WHAT THE EXERCISE ASKS:
Locate each line in the records that contains the string "negative" and copy those lines. Match case exactly.

SOURCE MATERIAL:
╔══

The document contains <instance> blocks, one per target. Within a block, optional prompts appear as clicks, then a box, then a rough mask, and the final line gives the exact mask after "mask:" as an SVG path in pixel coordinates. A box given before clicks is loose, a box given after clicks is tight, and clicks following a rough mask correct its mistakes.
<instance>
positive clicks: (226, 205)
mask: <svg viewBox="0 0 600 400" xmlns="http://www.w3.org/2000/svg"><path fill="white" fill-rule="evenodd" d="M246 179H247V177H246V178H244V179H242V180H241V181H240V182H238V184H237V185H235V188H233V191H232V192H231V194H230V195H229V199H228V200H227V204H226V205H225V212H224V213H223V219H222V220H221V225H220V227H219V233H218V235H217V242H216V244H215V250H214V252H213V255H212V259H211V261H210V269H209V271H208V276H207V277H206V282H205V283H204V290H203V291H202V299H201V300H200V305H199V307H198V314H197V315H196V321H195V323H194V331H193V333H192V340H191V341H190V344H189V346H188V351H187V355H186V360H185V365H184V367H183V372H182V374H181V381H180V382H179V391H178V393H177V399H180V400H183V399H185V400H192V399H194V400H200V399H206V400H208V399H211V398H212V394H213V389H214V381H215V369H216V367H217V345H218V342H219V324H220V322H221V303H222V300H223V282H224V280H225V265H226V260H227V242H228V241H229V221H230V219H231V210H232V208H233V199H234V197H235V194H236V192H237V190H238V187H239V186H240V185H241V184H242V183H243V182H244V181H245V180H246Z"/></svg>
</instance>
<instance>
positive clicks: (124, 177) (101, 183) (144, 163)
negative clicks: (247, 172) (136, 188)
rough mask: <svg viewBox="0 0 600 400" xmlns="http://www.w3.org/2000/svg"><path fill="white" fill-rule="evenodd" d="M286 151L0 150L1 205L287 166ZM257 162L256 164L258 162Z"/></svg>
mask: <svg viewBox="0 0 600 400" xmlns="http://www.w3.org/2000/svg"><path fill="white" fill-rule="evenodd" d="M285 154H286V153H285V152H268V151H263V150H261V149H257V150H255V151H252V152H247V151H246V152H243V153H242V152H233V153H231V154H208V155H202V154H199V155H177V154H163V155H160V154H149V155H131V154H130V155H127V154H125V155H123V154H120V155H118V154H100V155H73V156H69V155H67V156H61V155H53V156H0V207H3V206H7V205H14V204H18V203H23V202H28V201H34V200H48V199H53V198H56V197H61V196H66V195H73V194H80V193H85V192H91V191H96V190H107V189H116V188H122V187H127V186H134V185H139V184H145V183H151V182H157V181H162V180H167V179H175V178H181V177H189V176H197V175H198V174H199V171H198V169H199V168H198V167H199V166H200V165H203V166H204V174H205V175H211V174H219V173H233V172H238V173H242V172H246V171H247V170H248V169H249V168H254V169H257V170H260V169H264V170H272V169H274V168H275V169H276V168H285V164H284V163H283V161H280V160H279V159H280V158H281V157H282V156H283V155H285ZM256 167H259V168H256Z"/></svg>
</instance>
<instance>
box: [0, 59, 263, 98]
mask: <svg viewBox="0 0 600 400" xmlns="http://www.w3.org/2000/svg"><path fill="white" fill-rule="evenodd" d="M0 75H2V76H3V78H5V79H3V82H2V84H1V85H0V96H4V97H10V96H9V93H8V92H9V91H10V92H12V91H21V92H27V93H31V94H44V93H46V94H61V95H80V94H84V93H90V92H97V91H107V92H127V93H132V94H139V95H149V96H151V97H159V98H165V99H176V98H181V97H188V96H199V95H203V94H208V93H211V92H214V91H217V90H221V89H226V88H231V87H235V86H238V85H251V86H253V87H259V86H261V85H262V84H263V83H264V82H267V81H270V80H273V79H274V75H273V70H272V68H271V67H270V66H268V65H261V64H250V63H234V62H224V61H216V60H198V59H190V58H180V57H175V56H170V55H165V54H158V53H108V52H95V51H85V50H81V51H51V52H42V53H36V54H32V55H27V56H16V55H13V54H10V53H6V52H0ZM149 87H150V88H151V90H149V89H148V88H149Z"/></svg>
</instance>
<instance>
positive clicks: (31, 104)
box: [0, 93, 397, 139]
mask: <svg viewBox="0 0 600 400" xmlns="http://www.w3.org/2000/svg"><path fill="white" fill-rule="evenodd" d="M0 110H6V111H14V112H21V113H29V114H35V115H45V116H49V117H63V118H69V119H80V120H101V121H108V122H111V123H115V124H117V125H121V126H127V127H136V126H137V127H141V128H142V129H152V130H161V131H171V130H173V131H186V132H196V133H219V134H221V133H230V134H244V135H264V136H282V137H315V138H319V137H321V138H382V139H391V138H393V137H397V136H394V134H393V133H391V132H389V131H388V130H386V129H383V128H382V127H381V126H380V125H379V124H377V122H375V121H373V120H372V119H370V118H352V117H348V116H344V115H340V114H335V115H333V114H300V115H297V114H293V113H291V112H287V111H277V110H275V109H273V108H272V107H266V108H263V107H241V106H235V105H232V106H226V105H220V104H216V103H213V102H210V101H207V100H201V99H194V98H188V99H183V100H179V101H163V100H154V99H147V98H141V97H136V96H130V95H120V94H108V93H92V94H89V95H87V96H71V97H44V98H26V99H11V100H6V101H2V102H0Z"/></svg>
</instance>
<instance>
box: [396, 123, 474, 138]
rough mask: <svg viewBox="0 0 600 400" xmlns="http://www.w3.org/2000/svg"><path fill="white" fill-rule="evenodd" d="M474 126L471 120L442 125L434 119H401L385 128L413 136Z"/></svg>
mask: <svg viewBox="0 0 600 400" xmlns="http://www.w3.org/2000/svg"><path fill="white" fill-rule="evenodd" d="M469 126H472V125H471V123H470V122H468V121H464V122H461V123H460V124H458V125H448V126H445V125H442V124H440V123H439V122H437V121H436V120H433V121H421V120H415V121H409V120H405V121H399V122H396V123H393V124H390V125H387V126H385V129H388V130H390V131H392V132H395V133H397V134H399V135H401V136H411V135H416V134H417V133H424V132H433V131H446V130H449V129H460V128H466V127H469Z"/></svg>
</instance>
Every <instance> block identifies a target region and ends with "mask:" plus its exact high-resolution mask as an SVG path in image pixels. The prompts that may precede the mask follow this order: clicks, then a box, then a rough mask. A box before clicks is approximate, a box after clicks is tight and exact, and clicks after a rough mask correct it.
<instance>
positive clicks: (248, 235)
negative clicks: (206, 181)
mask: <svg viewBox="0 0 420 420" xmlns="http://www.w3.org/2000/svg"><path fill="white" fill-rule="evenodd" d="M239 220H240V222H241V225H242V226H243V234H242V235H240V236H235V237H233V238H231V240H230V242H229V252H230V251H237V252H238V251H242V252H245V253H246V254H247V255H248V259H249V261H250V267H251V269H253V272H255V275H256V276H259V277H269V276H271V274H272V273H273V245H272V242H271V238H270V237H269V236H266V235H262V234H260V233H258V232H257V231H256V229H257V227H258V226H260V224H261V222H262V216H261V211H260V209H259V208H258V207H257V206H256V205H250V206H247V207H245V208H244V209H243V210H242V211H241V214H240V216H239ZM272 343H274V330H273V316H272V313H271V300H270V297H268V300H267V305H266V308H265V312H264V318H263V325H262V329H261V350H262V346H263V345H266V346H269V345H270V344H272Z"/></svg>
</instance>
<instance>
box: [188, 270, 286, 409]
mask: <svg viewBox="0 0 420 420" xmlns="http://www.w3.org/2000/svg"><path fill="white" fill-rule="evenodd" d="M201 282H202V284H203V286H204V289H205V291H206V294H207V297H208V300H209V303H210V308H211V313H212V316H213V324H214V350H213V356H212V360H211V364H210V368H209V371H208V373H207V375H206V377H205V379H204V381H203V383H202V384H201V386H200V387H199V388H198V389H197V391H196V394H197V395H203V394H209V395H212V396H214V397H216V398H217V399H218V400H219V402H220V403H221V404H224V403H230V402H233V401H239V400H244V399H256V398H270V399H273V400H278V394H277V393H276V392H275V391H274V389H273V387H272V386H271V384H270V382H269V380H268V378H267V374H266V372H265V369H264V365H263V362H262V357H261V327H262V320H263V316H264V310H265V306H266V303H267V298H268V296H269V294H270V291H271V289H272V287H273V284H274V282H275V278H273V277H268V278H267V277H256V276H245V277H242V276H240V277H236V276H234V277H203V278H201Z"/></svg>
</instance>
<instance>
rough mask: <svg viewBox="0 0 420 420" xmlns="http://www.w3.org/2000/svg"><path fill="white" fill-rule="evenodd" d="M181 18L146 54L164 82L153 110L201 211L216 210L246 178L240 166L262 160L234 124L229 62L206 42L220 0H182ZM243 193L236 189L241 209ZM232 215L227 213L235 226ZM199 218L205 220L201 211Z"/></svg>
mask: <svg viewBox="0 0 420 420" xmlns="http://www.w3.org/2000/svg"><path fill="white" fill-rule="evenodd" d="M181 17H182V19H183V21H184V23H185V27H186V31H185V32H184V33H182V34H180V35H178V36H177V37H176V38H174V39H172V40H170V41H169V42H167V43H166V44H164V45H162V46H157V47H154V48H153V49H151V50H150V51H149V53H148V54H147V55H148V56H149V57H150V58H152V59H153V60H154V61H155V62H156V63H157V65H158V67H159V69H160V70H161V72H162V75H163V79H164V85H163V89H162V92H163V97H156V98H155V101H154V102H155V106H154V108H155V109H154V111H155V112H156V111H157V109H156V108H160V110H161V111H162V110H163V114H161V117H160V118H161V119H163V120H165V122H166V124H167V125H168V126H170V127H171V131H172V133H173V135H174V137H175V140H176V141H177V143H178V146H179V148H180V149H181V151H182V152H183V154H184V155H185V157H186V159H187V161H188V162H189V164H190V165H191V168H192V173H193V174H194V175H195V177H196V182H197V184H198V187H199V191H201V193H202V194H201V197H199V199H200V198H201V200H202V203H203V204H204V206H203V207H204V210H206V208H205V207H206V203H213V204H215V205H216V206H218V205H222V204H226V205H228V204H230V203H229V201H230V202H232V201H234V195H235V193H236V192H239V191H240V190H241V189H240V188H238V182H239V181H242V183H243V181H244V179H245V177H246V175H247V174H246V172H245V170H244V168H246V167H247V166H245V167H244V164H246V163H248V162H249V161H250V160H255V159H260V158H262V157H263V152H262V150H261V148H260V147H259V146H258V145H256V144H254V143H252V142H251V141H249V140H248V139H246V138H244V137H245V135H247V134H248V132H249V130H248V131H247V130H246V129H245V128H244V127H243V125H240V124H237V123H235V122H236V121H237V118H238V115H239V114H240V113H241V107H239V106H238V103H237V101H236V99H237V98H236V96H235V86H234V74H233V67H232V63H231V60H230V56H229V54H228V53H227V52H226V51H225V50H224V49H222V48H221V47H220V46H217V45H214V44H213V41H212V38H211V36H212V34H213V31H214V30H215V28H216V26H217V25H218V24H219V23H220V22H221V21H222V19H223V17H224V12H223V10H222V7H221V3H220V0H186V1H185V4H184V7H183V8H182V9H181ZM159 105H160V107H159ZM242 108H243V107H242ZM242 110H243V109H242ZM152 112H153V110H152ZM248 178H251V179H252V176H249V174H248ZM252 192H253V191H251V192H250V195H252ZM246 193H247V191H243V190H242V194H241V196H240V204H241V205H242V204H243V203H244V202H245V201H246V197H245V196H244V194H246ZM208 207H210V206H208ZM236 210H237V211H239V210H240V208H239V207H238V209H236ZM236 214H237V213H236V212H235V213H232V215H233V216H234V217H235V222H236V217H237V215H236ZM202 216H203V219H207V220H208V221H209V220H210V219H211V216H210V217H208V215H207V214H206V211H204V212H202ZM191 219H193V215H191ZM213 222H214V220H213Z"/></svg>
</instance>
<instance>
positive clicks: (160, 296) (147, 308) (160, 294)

╚══

ANSWER TO THE PROBLEM:
negative clicks: (247, 172) (136, 188)
negative clicks: (206, 181)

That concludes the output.